-- Quoted text --
● ● ● ●
A. York1, U. Bhatt2, R. Thoman3, R. Ziel1
1Alaska Fire Science Consortium, International Arctic Research Center, University of Alaska, Fairbanks, AK, USA
2Geophysical Institute, University of Alaska, Fairbanks, AK, USA
3National Weather Service, Alaska Region, Anchorage, AK, USA
- High latitude fire regimes appear to be responding rapidly to environmental changes associated with a warming climate; although highly variable, area burned has increased over the past several decades in much of Boreal North America.
- Most acreage burned in high latitude systems occurs during sporadic periods when lightning ignitions coincide with warm and dry weather that cures vegetation and elevates fire danger.
- Under a range of climate change scenarios, analyses using multiple approaches project significant increases (up to four-fold) in area burned in high latitude ecosystems by the end of the 21st century.
Despite the low annual temperatures and short growing seasons characteristic of northern ecosystems, wildland fire affects both boreal forest (the broad band of mostly coniferous trees that generally stretches across the area north of the July 13° C isotherm in North America and Eurasia, also known as Taiga) and adjacent tundra regions. In fact, fire is the dominant ecological disturbance in boreal forest, the world's largest terrestrial biome. Fire disturbance affects these high latitude systems at multiple scales, including direct release of carbon through combustion (Kasischke et al., 2000) and interactions with vegetation succession (Mann et al., 2012; Johnstone et al., 2010), biogeochemical cycles (Bond-Lamberty et al., 2007), energy balance (Rogers et al., 2015), and hydrology (Liu et al., 2005). About 35% of global soil carbon is stored in tundra and boreal systems (Scharlemann et al., 2014) that are potentially vulnerable to fire disturbance (Turetsky et al., 2015). This brief report summarizes evidence from Alaska and Canada on variability and trends in fire disturbance in high latitudes and outlines how short-term fire weather conditions in these regions influence area burned.
● ● ● ●
-- Given records --
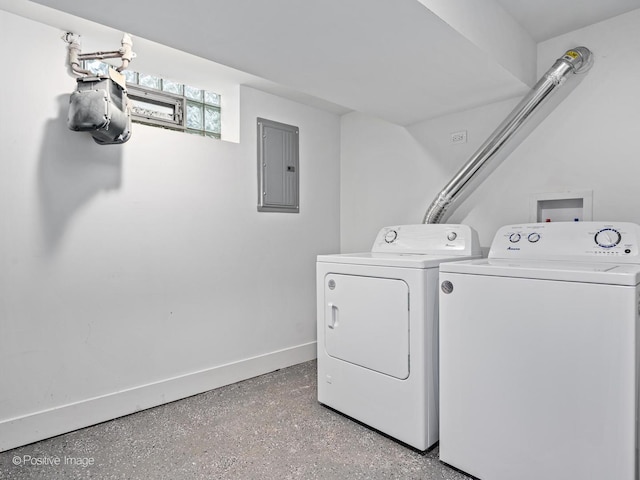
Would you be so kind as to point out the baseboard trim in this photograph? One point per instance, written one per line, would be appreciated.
(37, 426)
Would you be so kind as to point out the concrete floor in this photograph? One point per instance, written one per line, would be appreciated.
(269, 427)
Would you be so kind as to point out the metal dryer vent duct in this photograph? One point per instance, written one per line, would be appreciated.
(509, 133)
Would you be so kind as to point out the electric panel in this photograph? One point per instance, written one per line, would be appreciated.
(278, 162)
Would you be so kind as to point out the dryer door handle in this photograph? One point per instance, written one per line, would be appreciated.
(333, 316)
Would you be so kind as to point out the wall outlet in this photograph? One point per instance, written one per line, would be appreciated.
(459, 137)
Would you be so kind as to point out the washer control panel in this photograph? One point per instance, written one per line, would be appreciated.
(577, 241)
(433, 239)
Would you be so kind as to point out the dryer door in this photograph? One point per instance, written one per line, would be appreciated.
(366, 322)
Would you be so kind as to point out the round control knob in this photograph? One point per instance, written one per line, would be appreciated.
(608, 238)
(533, 237)
(390, 236)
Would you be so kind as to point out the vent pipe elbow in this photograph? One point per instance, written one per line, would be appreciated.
(509, 133)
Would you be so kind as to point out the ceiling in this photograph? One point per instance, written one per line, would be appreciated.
(394, 59)
(545, 19)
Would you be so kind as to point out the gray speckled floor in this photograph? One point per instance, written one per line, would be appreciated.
(269, 427)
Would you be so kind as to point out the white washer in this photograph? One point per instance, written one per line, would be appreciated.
(539, 349)
(377, 328)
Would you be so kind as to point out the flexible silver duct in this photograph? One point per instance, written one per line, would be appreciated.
(576, 60)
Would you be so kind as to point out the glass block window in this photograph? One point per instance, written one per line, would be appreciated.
(172, 87)
(96, 67)
(194, 116)
(166, 103)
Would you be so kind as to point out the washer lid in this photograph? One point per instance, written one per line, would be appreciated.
(605, 273)
(408, 260)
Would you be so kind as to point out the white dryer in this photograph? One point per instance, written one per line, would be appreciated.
(377, 328)
(539, 352)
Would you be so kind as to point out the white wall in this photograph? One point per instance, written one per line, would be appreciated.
(136, 274)
(589, 142)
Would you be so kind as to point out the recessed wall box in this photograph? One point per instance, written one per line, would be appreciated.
(562, 206)
(278, 172)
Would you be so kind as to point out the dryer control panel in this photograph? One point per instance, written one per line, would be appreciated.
(433, 239)
(614, 242)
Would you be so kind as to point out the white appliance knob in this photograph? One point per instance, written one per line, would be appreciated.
(533, 237)
(390, 236)
(608, 238)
● ● ● ●
-- Requests --
a - Copy the records word for word, everything from the line containing "the washer lid" down to the end of the records.
b - Continue the report on high-latitude wildfire from the point where it stops.
The records have nothing to do with the text.

-- Solved tasks --
a -
Would you be so kind as to point out the washer lid in this photograph? One point per instance, written one per line, would be appreciated.
(605, 273)
(408, 260)
Would you be so kind as to point out the white dryer in this photograph? One point per instance, written one per line, would be appreciated.
(377, 328)
(539, 352)
Would you be so kind as to point out the white wall in this photograph? One point per instance, written one per line, would be appreciated.
(136, 274)
(589, 142)
Would you be so kind as to point out the recessed wall box in this photograph? One point per instance, written one per line, would be appreciated.
(562, 206)
(278, 172)
Would you be so kind as to point out the dryer control panel in this photograph? One point per instance, written one per line, would be appreciated.
(433, 239)
(614, 242)
Would you be so kind as to point out the white appliance knob in this photograph? One point per instance, written one per line, would be appreciated.
(533, 237)
(390, 236)
(608, 238)

b -
Beyond immediate threats to lives and property, wildland fire has multiple impacts on northern environments and residents. Smoke can be widespread and compromise health, particularly in vulnerable populations (Reid et al., 2016). Wildfire smoke can also limit visibility and constrain aviation operations, including those supporting fire suppression and detection. Black carbon, derived from wildfires, is known to travel considerable distances and accelerate surface melting and thawing of snow and ice (Thomas et al., 2017). Removal of the surface organic layer by combustion has been shown to initiate the development of thermokarst in both boreal and tundra soils, which are rich in permafrost (Jorgenson et al., 2010; Jones et al., 2015).
Climate is a dominant control of fire activity in both boreal and tundra ecosystems. The relationship between climate and fire is strongly nonlinear, with the likelihood of fire occurrence within a 30-year period much higher where mean July temperatures exceed 13.4° C (56° F) (Young et al., 2017). High latitude fire regimes appear to be responding rapidly to recent environmental changes associated with the warming climate. Although highly variable, area burned has increased over the past several decades in much of boreal North America (Kasischke and Turetsky, 2006; Gillett et al., 2004). Since the early 1960s, the number of individual fire events and the size of those events has increased, contributing to more frequent large fire years in northwestern North America (Kasischke and Turetsky, 2006). Figure 1 shows annual area burned per year in Alaska (a) and Northwest Territories (b) since 1980, including both boreal and tundra regions.
Fig. 1. Annual area burned per year in Alaska (a) and Northwest Territories (b) since 1980, including both boreal and tundra regions. Note that high fire years are not coincident in these sub-regions, indicating the importance of local weather conditions. "Normal" is the middle tercile (33rd-66th percentiles) of the fitted distribution.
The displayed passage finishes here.